**Work item**: Reproduce a part of the passage on health data and predictive medicine word for word, starting at "Dr. Schadt showed" and ending at "northwest, for example.".
[Document passage Boundary: Start]
Dr. Schadt showed a visual representation of data after just a few weeks. He compared this to a classic
study, in which it would take several years to get a few hundred subjects, constrained by geographic
region. This study had subjects from all 50 states and could look at all the different types of asthma
medications. The app made possible the measurement of huge environmental variability, to see the
exacerbation of symptoms due to fires in the northwest, for example.
The ultimate aim of all the data collection is to be able to interpret individual patients based on many
types of data. The goal is to understand what systems or networks are disrupted and what interventions
to assign, given the disruption. That is the model toward which medicine is moving, using health graphs
to develop predictive models so that all these data can be used. On the research side, this can lead to
new targets; in the clinic, this can lead to decisions of what diagnosis is best for a patient and how the
patient should be treated. Dr. Schadt believes that the largest health systems in the world will soon own
no hospitals. The monitoring of patients where they live, where they work, and so on will be good
enough that instead of physicians with stethoscopes, there will be a big National Aeronautics and
Space Administration (NASA)–style control system monitoring all this information in real time.
[Document passage Boundary: End]
[Data for review Boundary: Start]
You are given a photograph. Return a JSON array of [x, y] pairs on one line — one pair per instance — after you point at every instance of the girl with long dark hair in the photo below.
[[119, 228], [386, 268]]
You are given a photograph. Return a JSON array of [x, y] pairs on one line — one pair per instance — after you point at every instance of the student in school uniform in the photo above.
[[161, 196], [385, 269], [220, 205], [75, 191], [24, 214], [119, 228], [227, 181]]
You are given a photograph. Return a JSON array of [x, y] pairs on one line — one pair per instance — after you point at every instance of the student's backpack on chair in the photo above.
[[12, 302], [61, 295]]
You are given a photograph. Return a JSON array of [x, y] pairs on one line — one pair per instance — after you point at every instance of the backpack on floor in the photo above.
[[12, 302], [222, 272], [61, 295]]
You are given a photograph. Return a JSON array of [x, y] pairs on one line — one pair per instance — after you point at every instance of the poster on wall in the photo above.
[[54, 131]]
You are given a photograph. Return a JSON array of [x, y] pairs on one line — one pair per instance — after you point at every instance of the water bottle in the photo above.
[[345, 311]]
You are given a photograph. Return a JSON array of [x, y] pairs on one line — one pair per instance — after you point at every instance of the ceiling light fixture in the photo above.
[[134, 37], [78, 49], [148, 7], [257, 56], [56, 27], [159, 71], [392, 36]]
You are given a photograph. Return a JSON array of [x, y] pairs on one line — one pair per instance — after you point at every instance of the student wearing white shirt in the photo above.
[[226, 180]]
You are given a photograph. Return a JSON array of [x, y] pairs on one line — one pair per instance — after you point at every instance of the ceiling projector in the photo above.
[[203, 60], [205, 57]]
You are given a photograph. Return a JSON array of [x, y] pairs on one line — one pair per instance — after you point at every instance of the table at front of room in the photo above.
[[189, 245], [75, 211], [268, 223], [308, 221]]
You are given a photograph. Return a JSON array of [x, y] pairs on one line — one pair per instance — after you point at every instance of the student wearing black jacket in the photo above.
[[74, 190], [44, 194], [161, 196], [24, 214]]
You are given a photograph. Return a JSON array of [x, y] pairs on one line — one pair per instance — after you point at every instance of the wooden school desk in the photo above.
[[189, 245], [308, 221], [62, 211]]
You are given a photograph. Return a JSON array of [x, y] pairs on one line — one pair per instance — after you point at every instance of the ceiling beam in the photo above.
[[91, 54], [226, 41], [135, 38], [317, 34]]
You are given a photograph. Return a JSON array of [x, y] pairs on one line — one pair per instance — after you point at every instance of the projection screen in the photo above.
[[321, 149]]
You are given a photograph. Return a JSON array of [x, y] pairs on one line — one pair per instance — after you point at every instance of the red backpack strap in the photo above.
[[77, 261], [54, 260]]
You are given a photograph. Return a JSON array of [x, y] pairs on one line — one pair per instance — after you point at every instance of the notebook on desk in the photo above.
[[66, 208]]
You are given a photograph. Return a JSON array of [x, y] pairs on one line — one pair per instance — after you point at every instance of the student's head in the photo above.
[Data for review Boundary: End]
**Completed task**:
Dr. Schadt showed a visual representation of data after just a few weeks. He compared this to a classic
study, in which it would take several years to get a few hundred subjects, constrained by geographic
region. This study had subjects from all 50 states and could look at all the different types of asthma
medications. The app made possible the measurement of huge environmental variability, to see the
exacerbation of symptoms due to fires in the northwest, for example.